-- Location identification entries --

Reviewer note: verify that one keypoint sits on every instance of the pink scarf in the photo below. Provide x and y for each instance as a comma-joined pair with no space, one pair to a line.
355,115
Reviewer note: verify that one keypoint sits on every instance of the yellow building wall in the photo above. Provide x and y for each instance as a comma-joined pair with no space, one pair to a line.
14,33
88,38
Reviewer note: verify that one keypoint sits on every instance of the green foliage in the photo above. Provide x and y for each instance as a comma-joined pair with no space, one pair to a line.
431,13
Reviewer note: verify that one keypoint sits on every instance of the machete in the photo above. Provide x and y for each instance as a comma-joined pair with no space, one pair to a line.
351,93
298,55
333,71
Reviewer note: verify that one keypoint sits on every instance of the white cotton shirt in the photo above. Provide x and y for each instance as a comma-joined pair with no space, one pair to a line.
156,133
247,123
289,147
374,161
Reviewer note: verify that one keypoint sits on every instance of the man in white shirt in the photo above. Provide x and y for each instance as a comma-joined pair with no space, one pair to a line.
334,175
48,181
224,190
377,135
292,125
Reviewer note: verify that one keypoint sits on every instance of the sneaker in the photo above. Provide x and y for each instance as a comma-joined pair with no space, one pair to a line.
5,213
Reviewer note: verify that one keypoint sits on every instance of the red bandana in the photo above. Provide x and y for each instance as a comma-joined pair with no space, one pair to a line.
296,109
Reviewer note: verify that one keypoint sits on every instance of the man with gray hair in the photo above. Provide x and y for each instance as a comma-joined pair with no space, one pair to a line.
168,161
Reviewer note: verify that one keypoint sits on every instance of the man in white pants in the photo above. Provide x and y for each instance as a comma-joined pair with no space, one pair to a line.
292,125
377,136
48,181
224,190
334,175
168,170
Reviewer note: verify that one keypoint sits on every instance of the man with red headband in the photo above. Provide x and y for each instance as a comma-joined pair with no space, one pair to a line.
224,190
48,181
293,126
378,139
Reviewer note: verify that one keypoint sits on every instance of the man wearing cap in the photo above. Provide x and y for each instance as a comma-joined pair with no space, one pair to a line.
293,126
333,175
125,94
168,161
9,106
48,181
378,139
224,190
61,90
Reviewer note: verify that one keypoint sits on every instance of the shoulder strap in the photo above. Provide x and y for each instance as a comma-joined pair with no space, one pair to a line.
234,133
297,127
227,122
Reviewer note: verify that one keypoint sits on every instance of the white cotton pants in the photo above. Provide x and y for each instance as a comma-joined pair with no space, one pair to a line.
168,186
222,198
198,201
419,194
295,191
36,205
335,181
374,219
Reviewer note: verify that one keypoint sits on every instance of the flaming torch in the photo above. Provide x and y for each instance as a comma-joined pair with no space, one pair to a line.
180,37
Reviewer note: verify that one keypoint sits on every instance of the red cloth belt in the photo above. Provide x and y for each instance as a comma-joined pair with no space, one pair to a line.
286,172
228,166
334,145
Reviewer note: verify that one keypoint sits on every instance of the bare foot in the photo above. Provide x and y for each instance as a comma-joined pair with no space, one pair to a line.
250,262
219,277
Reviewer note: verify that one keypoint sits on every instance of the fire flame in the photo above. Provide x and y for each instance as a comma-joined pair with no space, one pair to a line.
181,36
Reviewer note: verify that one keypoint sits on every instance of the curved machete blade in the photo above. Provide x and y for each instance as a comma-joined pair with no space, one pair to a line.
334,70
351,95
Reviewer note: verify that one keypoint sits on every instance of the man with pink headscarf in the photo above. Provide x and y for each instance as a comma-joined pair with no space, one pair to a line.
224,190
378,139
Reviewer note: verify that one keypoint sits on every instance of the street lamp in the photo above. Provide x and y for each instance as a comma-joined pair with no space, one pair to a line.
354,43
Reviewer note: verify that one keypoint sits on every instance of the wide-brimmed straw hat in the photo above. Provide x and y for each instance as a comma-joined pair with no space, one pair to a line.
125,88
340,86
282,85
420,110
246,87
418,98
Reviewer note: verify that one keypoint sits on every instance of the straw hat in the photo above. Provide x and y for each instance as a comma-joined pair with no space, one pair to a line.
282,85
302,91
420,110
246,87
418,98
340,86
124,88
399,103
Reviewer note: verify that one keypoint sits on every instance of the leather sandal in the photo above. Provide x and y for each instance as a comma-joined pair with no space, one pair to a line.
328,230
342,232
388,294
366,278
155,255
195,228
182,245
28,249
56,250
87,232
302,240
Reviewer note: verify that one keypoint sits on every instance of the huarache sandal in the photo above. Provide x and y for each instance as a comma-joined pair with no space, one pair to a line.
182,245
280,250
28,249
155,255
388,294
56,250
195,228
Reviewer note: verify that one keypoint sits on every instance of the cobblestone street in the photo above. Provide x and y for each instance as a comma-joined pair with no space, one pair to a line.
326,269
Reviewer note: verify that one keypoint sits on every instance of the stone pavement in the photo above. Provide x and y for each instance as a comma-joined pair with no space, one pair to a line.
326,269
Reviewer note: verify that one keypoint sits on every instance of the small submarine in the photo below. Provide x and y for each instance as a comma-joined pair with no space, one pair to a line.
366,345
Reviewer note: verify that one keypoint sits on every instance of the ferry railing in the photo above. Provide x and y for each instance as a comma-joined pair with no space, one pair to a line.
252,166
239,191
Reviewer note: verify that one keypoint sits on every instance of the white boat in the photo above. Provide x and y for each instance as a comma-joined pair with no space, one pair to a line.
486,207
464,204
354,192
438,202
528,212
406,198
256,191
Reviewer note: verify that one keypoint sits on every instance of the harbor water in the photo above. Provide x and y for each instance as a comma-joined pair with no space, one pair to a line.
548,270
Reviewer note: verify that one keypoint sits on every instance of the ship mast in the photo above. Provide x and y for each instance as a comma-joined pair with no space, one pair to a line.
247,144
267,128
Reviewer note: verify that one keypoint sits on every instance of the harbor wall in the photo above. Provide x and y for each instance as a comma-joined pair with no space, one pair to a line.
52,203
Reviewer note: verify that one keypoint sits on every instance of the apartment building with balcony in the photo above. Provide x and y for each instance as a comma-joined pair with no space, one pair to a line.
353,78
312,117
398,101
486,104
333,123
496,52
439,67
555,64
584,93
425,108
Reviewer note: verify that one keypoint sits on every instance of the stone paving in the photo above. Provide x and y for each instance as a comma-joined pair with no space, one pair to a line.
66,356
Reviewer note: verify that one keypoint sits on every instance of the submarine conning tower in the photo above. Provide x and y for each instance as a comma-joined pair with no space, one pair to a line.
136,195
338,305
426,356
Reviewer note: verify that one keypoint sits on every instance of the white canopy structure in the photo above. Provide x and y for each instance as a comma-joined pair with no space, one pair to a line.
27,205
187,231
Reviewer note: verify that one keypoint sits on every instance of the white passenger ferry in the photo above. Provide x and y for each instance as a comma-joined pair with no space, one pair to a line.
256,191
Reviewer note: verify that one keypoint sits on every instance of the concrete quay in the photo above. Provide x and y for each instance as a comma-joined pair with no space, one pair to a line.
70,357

-- Written problem --
Each record above should be output again exactly.

-- Result --
Reviewer note: verify that one keypoint sits on every instance of the pink scarf in the photo below. Provide x and y for each instance as a comma-joined pair with no space, one pair to a line.
355,115
Reviewer note: verify that one keypoint sits on every instance of the yellow building wall in the photo above. Provide x and y for each instance as a comma-joined pair with no space, one pair to a line.
14,33
88,38
Reviewer note: verify that one keypoint sits on every instance of the green foliage in the photo above. Provide x and y for each instance as a comma-joined pair with no space, one pair to a line.
431,13
Reviewer note: verify that one keypoint sits on every instance of the machete in the photo above. Provide x and y for each instance as a comma-joined pair with no space, one pair to a line.
351,93
298,55
333,71
Reviewer note: verify that one keypoint sits on every instance of the white cotton shirt in the photo above. Provide x and y for each instance as a comma-joined pair with no space, one pair to a line.
156,133
247,123
289,147
374,161
Reviewer note: verify that one keypoint sits on every instance of the man in white shirt in the photo above. Provide x and y for each instance as a comma-joined pair with no space, one pair to a line.
334,175
48,181
224,190
377,135
292,125
Reviewer note: verify that one keypoint sits on every instance of the sneaker in the photo above. Provide x and y for each instance as a comma-joined pair with no space, one pair to a line.
5,213
Reviewer note: verify that one keypoint sits on every instance of the red bandana in the photo above. Provide x and y for each instance as a comma-joined pair with no space, one pair to a line.
296,109
Reviewer note: verify that one keypoint sits on every instance of the man with gray hair in the photo above. Provide x and y for each instance as a comma-joined pair with no space, one pair to a line.
168,161
Reviewer note: verify that one keypoint sits on every instance of the man in white pants in the photo above. Provide x and y for each instance as a comma-joined pair with no space, one pair to a line.
292,125
377,136
48,181
224,190
334,175
168,170
Reviewer note: verify that one keypoint sits on every instance of the man with red headband in the photo above. Provide x and y for each instance as a comma-joined pair with no space, one pair to a line.
224,190
48,181
293,126
378,139
Reviewer note: verify that one keypoint sits on every instance of the man wearing cap in the photo above. Provide x and y for each instance as a comma-joined pair with no space, one pair to a line.
293,126
333,175
125,94
168,161
9,106
48,181
378,139
224,190
61,90
Reviewer note: verify that one keypoint sits on every instance of the shoulder strap in the photo above. Provide x and y for each instance as a comma-joined pair with no space, one pair to a line.
234,133
297,127
227,122
Reviewer note: verify that one keypoint sits on every instance of the white cotton pants in the photo above. Provide x and y for each instance as a comma-joined pair with no space, one pair to a line.
168,186
222,198
198,201
419,194
295,191
36,205
335,181
374,219
Reviewer note: verify that one keypoint sits on every instance of the flaming torch in the photo above. Provide x and y for each instance as a comma-joined pair with no space, one pair to a line.
180,37
Reviewer note: verify that one keypoint sits on every instance of the red cloth belt in the photo above. Provide x and y for each instance as a comma-joined pair with no space, one pair to a line.
286,172
228,166
334,145
Reviewer note: verify that one keypoint sits on every instance of the bare foot in the photo above. Provide x and y for each instance as a comma-joined pair with no space, one pair to a line.
250,262
219,277
Reviewer note: verify that one keypoint sits on every instance of the fire flame in the photo above. Provide x and y for each instance as a comma-joined pair with no space, one pair to a line.
181,36
Reviewer note: verify that one keypoint sits on every instance of the curved machete blade in the photo above. Provide x and y for each instance as a comma-joined pair with no space, one pair to a line.
334,70
351,95
Reviewer note: verify that one keypoint sits on every instance of the man with pink headscarf in the photo above. Provide x and y for each instance as a comma-joined pair with no space, one pair to a line.
224,190
378,139
Reviewer note: verify that one keypoint sits on every instance of the street lamp in the photo above. Provide x and y for each instance as a comma-joined pair with no space, one pair to a line.
354,43
Reviewer note: verify that one keypoint sits on every instance of the wide-brimmed straw hat in the photo above. Provide x and y for each instance as a comma-joined pair with no space, one pair to a line.
125,88
340,86
282,85
420,110
246,87
418,98
Reviewer note: verify that one keypoint sits on every instance of the straw hat in the photo above. Provide x and y for each instance as a comma-joined pair with no space, one pair to a line.
282,85
302,91
420,110
246,87
418,98
340,86
124,88
399,103
Reviewer note: verify that one keypoint sits on every instance of the leather sandal in the photo above. Provide x and y for each instance as a comma-joined pair with no space, one pair to a line.
328,230
342,232
388,294
366,278
155,255
195,228
182,245
28,249
56,250
87,232
302,240
Reviewer note: verify that one keypoint sits on every instance of the huarache sandal in the photo above. Provide x and y for each instance as a comma-joined pair with no space, one pair to a line.
182,245
280,250
28,249
155,255
388,294
56,250
195,228
Reviewer note: verify that one keypoint sits on every instance of the cobblestone street in the photo above. Provide x and y for each instance as a comma-joined pair with no space, one pair to a line.
326,269
Reviewer note: verify that one keypoint sits on every instance of the stone pavement in the photo above. Provide x and y for each instance as a comma-joined pair with no space, one pair to a line.
326,269
Reviewer note: verify that one keypoint sits on every instance of the small submarine in the photo below. Provide x and y for each instance as a comma-joined pair with no space, one pair to a line.
366,345
Reviewer note: verify that one keypoint sits on every instance of the ferry railing in the photo above. Provide x and y for each instance as a comma-joined pair with no space, one pair to a line.
252,166
239,191
Reviewer note: verify that one keypoint sits on every instance of the white boat in the photo above. Provide x and y for each instance as a comma-joined pair with no space, one pair to a line.
486,207
464,204
354,192
438,202
528,212
406,198
256,191
Reviewer note: verify that one keypoint sits on every instance of the harbor water in the photo above. Provide x and y for each instance as a comma-joined pair with no space, one pair to a line.
548,270
Reviewer note: verify that one keypoint sits on every instance of the ship mast in the photo above. Provide x and y for each instance as a comma-joined pair with no space, one pair to a line.
247,144
267,128
Reviewer note: verify that one keypoint sits on every instance of the harbor wall in the photo above. Provide x and y for each instance as a comma-joined pair with no space, one pair to a line.
52,203
Reviewer note: verify that one keypoint sits on every instance of the apartment building with balcony in the photo above. Provide x and y for each instance as a comma-joined pair with no space, one pair to a line.
353,78
312,117
398,101
486,104
333,123
496,52
439,67
555,64
584,93
425,108
Reviewer note: verify that one keypoint sits on every instance of the stone paving in the photo above. Provide x and y for each instance as a comma-joined pair with no space, one pair to a line.
66,356
Reviewer note: verify that one keypoint sits on every instance of the submarine conning tower in the photo above. Provide x and y for each instance as a comma-joined pair with no space, one pair to a line.
136,195
338,305
426,356
Reviewer note: verify that one keypoint sits on every instance of the white canopy structure in the photo above. Provide x and y for each instance as a comma-joined pair with no space, one pair to a line.
27,205
187,231
Reviewer note: verify that one keypoint sits on every instance of the white passenger ferry in the photo above. Provide x and y for each instance as a comma-joined pair with no space, one pair to a line.
256,191
Reviewer note: verify that one keypoint sits on every instance of the concrete quay in the photo above. Provide x and y for each instance as a comma-joined pair with no space, one pair to a line.
70,357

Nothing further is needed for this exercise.